— PROBLEM TO SOLVE —
Whenever a line in the data holds the string "tree", copy that line.

— DATA TO USE —
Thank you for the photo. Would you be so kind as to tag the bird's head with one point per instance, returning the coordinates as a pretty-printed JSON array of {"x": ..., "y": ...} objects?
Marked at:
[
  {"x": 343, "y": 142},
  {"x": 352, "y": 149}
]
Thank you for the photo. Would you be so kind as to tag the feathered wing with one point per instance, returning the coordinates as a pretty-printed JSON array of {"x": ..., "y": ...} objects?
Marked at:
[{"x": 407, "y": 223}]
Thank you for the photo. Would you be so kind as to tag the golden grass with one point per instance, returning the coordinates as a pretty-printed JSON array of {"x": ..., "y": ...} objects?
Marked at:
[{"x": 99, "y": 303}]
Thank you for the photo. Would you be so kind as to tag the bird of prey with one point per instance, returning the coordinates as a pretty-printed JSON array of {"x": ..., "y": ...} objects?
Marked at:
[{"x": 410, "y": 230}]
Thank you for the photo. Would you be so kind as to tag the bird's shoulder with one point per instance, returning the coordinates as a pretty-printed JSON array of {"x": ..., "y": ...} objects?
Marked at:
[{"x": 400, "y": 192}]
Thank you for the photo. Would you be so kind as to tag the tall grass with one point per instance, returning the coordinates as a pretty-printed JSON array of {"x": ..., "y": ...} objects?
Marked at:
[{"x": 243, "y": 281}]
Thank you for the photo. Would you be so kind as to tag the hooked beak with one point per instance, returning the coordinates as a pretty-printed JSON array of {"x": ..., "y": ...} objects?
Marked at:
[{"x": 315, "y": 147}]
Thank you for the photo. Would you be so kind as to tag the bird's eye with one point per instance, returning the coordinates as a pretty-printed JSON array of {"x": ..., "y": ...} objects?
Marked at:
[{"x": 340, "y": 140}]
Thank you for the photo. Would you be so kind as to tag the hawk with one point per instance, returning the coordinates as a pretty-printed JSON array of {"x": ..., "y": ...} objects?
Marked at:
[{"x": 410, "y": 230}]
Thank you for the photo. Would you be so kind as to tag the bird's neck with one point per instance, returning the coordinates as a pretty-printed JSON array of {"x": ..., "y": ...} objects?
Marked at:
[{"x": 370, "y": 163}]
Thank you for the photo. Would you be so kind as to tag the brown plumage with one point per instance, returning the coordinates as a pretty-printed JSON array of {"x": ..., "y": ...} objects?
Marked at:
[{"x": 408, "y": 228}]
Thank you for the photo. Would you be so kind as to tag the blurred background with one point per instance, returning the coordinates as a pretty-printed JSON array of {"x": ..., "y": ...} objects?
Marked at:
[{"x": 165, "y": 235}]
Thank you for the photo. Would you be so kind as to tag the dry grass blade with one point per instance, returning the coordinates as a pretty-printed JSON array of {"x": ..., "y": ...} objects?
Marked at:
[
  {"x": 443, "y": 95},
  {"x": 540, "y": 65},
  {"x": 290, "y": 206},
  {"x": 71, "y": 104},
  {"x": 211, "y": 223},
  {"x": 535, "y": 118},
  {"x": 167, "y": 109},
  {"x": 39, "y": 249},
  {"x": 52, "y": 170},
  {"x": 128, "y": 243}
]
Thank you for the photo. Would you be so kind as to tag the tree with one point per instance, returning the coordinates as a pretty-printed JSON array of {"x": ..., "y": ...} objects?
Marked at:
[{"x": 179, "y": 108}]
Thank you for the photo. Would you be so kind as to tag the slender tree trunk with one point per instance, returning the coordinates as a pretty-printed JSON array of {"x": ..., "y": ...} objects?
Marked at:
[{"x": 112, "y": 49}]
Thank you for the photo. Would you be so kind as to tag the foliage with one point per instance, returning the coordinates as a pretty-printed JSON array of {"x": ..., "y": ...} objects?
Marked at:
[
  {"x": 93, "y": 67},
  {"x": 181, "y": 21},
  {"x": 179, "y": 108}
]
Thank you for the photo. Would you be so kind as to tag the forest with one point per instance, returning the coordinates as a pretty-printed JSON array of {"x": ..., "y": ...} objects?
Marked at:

— ANSWER SPACE —
Thank you for the photo. Would you be so kind as to tag the tree with one point per instance, returning the coordinates as a pretty-printed JSON array of {"x": ..., "y": ...} objects?
Thank you for the photo. Would you be so kind as to tag the slender tree trunk with one point per instance, returning the coordinates as a pretty-printed JSON array of {"x": ..., "y": ...} objects?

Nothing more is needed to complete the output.